* Begin EXTRACTED RECORDS *
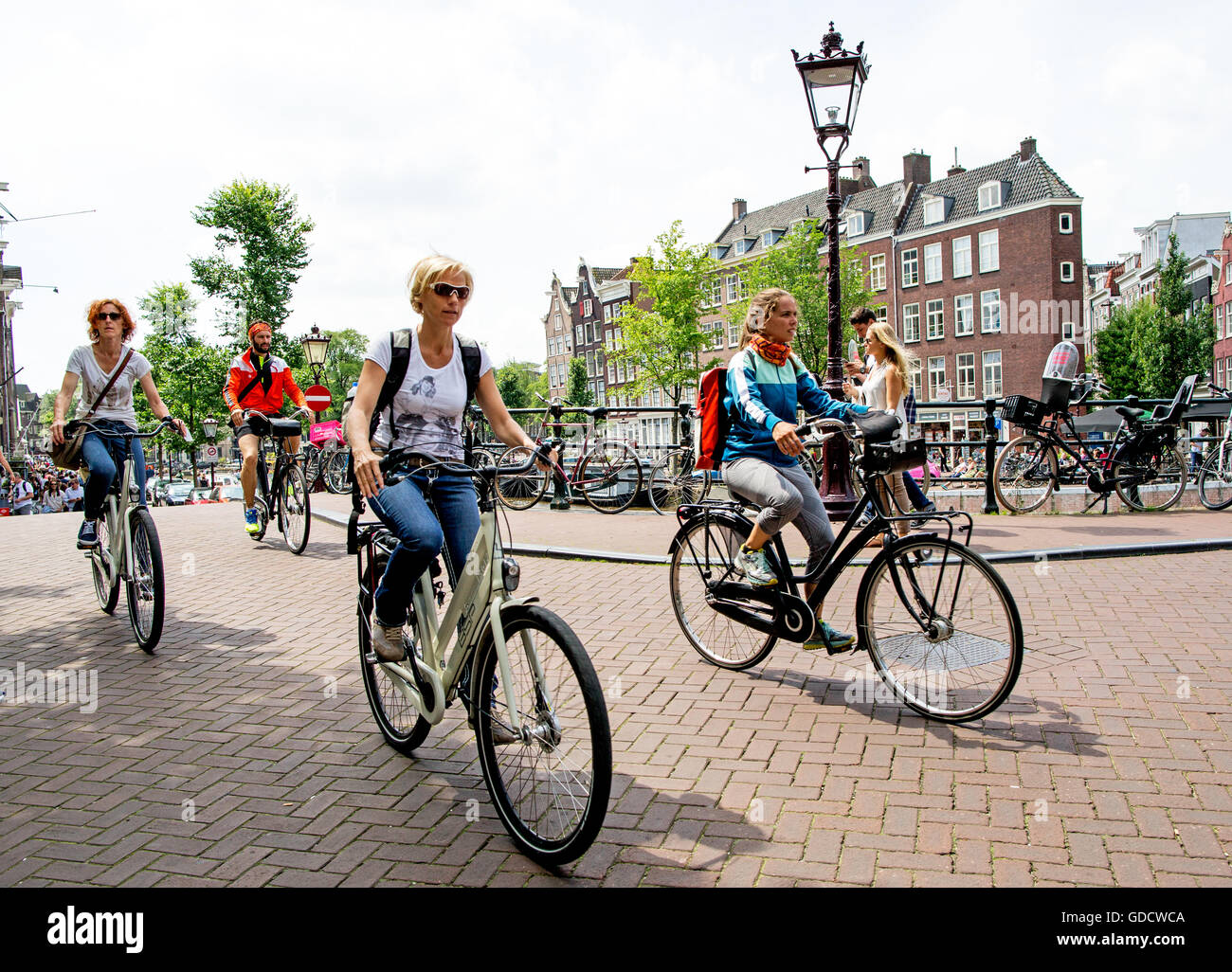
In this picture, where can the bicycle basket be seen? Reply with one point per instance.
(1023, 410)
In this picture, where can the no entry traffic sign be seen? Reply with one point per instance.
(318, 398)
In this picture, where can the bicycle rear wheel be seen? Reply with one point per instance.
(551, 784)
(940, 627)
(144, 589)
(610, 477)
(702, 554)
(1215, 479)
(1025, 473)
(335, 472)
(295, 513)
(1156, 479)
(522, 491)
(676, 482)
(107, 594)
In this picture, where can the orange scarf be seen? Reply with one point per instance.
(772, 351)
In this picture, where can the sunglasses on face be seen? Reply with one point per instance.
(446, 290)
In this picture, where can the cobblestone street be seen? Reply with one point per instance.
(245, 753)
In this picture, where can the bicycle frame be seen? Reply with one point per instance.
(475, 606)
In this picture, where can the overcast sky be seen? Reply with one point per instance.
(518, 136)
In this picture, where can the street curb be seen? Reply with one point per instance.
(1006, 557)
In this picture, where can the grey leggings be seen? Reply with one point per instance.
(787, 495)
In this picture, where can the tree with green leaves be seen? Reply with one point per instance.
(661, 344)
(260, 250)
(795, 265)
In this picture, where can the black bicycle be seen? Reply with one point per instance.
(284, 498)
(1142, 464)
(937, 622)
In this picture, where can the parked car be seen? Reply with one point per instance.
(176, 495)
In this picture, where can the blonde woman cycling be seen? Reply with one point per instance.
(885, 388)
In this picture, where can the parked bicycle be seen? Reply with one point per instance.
* End EXTRACTED RECORDS *
EXERCISE
Copy each line above precisely, dropping the pictures.

THE SOLUTION
In this picture, where can the bicycle basket be seen? Reply with one point per instance.
(1023, 410)
In this picture, where can the no entry traffic sign be seen? Reply with one point per instance.
(318, 398)
In this picture, where can the bicycle rear wheel be seen? Reply with one point per instance.
(551, 784)
(940, 627)
(144, 589)
(610, 477)
(702, 554)
(1215, 479)
(1025, 473)
(335, 472)
(295, 513)
(1156, 479)
(522, 491)
(676, 482)
(107, 594)
In this picture, where can the orange scarf be seen? Reply with one point per instance.
(772, 351)
In this picture, where can the sunglasses on face be seen? Reply with one point per instance.
(446, 290)
In this picture, where can the cobblestone street be seen? Reply with one point per instance.
(245, 753)
In this picture, where can the bicycle frame be seen? Reply with one point per instance.
(475, 606)
In this picture, where can the overcast sky be seen? Reply with one point per instance.
(518, 136)
In this picture, where can the street curb be seen? Reply with one point per instance.
(1006, 557)
In this picture, where can the grey leggings be seen? Reply with one point per instance.
(787, 495)
In this picture, where can the tree with green leaves be seen? Reply with one point per instance.
(661, 344)
(260, 250)
(795, 265)
In this picture, where can the black bicycle be seen? Reply with one point per instance.
(284, 498)
(1142, 464)
(937, 622)
In this picture, where can the parked car be seen? Reply with one point per instance.
(176, 495)
In this picture, where can the blonde woman cycling be seen? Reply with one point per instance.
(885, 388)
In this picture, where can the parked bicycle be seen? Reply with one point per instance.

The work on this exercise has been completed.